— start Document excerpt —

Golden Knights crush Panthers in Game 5 for their first Stanley Cup title
By MARK ANDERSON AP Sports Writer
LAS VEGAS — Golden Knights games have always been as flashy as any show on the Las Vegas Strip, the sword-fighting mascot taking the ice before what seems like a legion of players marching out through the mirrored entrance into the roar of the crowd.
If this team was ever going to win the Stanley Cup, it was going to do it with Vegas flash.
The Knights delivered just that from dazzling passes to Mark Stone’s hat trick to all-out goal celebrations, capturing the young organization’s first title with a 9-3 romp over the beaten up and exhausted Florida Panthers on Tuesday night.
Coach Bruce Cassidy, in a nod to the Knights’ brief history, started five of the original Vegas players known as the Misfits and put the sixth on the second shift. Cassidy sounded confident the day before the game that his team would play well, and it certainly did, blowing open a one-goal game in the second period to lead 6-1. The nine goals tied the record for the most in a Cup Final.
“Vegas, you certainly know how to throw a party,” NHL commissioner Gary Bettman told the crowd. “What’s going on inside this arena and outside is incredible and a testament to what a great hockey market this is.”

— end Document excerpt —
— start Given records —

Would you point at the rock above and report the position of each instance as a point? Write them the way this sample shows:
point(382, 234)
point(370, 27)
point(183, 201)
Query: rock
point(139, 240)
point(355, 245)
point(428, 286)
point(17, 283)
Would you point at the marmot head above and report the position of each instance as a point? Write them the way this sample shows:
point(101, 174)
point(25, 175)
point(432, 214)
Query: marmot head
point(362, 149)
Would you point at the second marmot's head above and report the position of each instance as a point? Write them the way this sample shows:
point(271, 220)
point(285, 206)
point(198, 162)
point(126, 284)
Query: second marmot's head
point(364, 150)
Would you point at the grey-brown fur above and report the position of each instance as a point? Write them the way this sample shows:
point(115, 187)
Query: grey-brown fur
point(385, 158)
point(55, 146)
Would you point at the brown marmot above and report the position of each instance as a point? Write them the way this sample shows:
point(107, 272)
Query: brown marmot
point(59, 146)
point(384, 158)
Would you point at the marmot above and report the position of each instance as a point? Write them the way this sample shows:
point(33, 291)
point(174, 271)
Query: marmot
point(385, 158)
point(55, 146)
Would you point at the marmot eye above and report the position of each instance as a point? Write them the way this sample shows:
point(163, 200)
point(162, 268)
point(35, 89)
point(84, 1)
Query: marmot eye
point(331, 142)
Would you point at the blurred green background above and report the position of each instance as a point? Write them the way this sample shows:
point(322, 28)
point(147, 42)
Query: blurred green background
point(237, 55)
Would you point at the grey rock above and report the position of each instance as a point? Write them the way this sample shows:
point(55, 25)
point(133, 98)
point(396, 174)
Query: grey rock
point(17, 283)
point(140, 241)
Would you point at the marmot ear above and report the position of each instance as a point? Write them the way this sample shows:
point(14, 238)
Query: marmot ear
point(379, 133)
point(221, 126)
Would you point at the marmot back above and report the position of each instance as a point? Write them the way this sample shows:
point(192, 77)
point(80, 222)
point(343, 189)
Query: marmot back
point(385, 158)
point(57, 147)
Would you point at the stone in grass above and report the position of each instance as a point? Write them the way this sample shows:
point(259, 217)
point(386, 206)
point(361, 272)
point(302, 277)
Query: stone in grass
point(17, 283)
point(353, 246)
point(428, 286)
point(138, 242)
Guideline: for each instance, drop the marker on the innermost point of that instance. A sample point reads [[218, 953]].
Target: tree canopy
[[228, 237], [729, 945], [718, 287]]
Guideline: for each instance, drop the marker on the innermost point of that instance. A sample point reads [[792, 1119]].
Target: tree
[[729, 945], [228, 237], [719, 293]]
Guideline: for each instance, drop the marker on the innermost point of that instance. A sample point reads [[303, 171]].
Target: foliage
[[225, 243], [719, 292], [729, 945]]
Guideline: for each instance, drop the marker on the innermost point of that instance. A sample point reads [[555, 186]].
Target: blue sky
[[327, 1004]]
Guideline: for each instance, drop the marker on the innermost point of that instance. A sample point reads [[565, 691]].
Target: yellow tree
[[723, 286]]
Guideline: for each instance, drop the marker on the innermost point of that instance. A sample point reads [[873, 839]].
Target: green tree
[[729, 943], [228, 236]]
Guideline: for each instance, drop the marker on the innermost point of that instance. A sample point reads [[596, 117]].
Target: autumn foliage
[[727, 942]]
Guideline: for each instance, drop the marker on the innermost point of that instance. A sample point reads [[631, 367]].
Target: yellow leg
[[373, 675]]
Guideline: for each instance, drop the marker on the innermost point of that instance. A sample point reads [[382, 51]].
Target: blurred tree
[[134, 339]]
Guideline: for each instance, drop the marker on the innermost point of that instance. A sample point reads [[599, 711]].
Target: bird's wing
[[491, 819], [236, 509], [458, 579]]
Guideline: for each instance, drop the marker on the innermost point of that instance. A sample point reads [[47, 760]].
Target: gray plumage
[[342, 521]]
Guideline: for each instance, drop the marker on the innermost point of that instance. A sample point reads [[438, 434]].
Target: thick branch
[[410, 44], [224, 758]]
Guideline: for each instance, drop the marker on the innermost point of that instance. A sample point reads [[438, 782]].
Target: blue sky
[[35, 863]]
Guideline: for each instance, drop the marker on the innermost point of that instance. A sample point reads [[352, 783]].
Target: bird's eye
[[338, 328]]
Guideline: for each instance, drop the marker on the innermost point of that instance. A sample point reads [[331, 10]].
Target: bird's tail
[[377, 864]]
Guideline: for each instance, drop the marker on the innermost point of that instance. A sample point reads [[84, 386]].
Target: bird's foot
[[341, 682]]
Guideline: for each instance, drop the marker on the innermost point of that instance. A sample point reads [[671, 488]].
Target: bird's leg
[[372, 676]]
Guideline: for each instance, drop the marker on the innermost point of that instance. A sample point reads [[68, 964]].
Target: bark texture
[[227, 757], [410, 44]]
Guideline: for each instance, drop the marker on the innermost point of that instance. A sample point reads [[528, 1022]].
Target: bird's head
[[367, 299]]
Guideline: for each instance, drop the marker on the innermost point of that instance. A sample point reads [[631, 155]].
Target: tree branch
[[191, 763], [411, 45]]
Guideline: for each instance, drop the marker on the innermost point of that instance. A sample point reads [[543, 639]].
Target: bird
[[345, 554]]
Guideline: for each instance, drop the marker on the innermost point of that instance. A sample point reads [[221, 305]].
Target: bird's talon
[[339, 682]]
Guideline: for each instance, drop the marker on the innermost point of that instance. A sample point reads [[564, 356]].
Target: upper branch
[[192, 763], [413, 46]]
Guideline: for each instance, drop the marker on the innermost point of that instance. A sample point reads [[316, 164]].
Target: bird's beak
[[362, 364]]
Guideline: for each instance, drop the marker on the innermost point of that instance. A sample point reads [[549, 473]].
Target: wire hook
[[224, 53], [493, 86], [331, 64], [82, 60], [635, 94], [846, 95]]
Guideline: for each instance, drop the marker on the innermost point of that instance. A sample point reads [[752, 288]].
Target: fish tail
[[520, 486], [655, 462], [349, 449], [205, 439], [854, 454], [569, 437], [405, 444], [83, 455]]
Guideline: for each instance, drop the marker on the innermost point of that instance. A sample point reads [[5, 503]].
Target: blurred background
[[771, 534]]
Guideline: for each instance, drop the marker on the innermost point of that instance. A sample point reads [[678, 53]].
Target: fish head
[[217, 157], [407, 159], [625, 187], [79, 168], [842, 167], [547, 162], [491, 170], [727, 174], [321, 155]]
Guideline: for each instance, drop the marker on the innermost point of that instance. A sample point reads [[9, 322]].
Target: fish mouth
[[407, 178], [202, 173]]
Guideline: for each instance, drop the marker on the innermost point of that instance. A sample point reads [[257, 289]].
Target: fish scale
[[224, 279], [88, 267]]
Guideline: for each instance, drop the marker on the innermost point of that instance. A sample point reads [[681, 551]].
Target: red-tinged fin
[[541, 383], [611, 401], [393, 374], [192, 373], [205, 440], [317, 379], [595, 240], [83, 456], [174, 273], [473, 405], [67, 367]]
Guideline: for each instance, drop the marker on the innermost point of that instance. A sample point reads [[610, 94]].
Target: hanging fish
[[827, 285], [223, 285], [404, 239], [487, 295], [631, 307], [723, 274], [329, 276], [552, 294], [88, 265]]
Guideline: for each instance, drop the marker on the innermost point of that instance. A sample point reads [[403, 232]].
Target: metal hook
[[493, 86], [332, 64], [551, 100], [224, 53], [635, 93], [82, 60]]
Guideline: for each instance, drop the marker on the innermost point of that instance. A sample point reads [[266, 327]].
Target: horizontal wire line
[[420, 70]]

— end Given records —

Tasks:
- a) Update the Stanley Cup article starting at "If this team" and ending at "on Tuesday night.", with "romp" replaced by "rout".
- b) Take the Stanley Cup article further, picking up after its last sentence.

Set of answers:
- a)
If this team was ever going to win the Stanley Cup, it was going to do it with Vegas flash.
The Knights delivered just that from dazzling passes to Mark Stone’s hat trick to all-out goal celebrations, capturing the young organization’s first title with a 9-3 rout over the beaten up and exhausted Florida Panthers on Tuesday night.

- b)
Vegas closed out the series in five games to win the cup before a delirious franchise-record crowd of 19,058 at T-Mobile Arena that drowned out the pregame introductions of forward Jonathan Marchessault and goalie Adin Hill and cheered all the way through the final buzzer.
Marchessault, who ended the postseason with a 10-game points streak, received the Conn Smythe Trophy for playoff MVP.
“I couldn’t be more proud of our team, our organization,” Marchessault said. “Everybody stepped up at different times and that’s why we’re winners.”
Stone’s hat trick – with the third into an empty net with 5:54 left – was the first in a Stanley Cup Final since Colorado’s Peter Forsberg in 1996, also against the Panthers.
The Knights got the rest of their scoring from Nic Hague, Alec Martinez, Reilly Smith, Michael Amadio, Ivan Barbashev and Nicolas Roy. Martinez’s goal in the second period came nine years to the day after he delivered the double-overtime goal in Game 5 to give the Kings the cup.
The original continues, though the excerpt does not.